▶ _WRITTEN EXERCISE_: Put this sentence from the madeleine text below into Spanish: "They were kind, sweet-toothed folk, but suspicious of pleasure."

▶ _TEXT TO READ_:
You will, recall, I'm sure, that M. Proust once wrote of a winter visit to see his mother. He was out of sorts, and was offered tea. Reluctantly, he accepted. His mother produced a "petite madeleine", a "plump little cake" which looked as if it had been moulded in the fluted valve of a scallop shell.
"And soon, mechanically, dispirited after a dreary day with the prospect of a depressing morrow, I raised to my lips a spoonful of the tea in which I had soaked a morsel of the cake. No sooner had the warm liquid mixed with the crumbs touched my palate than a shudder ran through me and I stopped, intent upon the extraordinary thing that was happening to me. An exquisite pleasure had invaded my senses, something isolated, detached, with no suggestion of its origin. And at once the vicissitudes of life had become indifferent to me, its disasters innocuous, its brevity illusory - this new sensation having had on me the effect which love has of filling me with a precious essence; or rather this essence was not in me it was me. I had ceased now to feel mediocre, contingent, mortal."
M. Proust over-writes a little, but the general thrust of his prose is good. A heckly is a reminder of my childhood trips to Angus, where the berries were fat, the jam was sweet, and nothing ever happened for a whole summer.
Before they colonised Peebles, the Elders lived in Brechin and Montrose, towns in which the depressing morrow was greeted like a bank holiday. They were kind, sweet-toothed folk, but suspicious of pleasure. They rode bicycles and raced budgerigars for sport. They were happy.

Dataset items

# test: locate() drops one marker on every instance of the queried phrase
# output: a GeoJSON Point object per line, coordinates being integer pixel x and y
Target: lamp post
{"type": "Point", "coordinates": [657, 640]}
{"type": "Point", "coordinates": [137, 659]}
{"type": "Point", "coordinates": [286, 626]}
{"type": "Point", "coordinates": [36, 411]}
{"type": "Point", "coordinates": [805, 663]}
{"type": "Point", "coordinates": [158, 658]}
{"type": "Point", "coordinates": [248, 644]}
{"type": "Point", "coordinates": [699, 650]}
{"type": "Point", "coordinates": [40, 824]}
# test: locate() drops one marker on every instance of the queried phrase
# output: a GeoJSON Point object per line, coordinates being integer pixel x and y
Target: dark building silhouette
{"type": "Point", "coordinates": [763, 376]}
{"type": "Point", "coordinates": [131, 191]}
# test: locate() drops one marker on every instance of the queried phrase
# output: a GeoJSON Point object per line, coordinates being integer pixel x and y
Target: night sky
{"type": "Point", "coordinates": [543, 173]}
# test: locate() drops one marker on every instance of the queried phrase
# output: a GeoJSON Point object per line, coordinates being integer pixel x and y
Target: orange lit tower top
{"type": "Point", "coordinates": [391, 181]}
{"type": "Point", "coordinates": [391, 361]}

▶ _RESPONSE_: Eran gente amable y golosa, pero recelosa del placer.